Collected data entries
## begin

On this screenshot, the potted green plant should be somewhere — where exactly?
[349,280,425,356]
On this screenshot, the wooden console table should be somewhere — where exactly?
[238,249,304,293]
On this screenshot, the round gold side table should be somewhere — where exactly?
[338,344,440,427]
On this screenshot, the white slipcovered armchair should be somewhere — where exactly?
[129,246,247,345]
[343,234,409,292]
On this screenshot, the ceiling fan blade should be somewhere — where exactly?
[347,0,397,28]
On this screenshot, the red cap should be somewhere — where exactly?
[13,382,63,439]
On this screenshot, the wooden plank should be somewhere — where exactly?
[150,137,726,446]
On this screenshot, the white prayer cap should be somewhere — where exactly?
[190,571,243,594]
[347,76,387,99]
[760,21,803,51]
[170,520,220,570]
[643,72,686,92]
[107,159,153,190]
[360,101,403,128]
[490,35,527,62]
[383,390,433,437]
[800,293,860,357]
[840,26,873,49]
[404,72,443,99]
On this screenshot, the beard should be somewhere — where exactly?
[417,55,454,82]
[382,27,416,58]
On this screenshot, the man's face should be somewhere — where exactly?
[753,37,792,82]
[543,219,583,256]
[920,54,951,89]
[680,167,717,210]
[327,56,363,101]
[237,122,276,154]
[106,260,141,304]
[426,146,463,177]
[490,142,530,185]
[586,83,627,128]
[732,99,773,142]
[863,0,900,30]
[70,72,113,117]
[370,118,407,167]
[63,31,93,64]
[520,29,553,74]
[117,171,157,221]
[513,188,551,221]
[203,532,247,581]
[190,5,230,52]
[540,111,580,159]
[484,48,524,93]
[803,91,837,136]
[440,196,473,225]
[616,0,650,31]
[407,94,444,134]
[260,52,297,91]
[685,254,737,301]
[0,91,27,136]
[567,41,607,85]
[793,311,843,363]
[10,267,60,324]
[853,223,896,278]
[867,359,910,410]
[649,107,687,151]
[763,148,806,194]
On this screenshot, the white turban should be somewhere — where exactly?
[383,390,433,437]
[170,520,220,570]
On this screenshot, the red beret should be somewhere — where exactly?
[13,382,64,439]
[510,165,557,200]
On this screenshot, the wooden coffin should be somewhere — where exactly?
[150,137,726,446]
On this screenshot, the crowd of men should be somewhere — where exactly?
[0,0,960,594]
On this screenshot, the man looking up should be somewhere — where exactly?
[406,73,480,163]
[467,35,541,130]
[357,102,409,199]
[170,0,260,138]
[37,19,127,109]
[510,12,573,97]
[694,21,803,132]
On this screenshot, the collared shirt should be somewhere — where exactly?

## end

Scale the lines from the start up to and including the line with "[382,27,416,58]": write them all out again with the same wording, multiplying every coordinate in the answers by 1.75 and rounding to whole numbers, halves up.

On this screenshot, the potted green plant should be somewhere — where exactly?
[611,490,744,623]
On this screenshot, the wooden console table should be somewhere — where exactly?
[417,436,532,513]
On this screenshot, the round gold side table should be somewhere — where exactly?
[592,602,770,747]
On this screenshot, the white slipcovered armchair should be somewhere — where exactly?
[226,431,432,604]
[600,410,716,511]
On this screenshot, the ceiling fan blade should be somewhere — where exactly?
[607,0,695,49]
On this screenshot, the red cap should be somewhere — where exactly?
[23,669,110,768]
On this screenshot, the wooden plank should be somewhere — where exactly?
[263,240,1271,781]
On this screenshot, the white prayer cap should be somewhere — where exactly?
[333,999,425,1040]
[607,133,677,173]
[1330,37,1405,89]
[298,910,385,998]
[1125,126,1201,161]
[187,278,268,333]
[630,177,705,224]
[858,61,922,109]
[670,683,758,765]
[1400,513,1505,625]
[1470,46,1528,86]
[707,126,775,173]
On this screenshot, the beard should be somewhere — where exactly?
[730,96,795,144]
[669,47,728,102]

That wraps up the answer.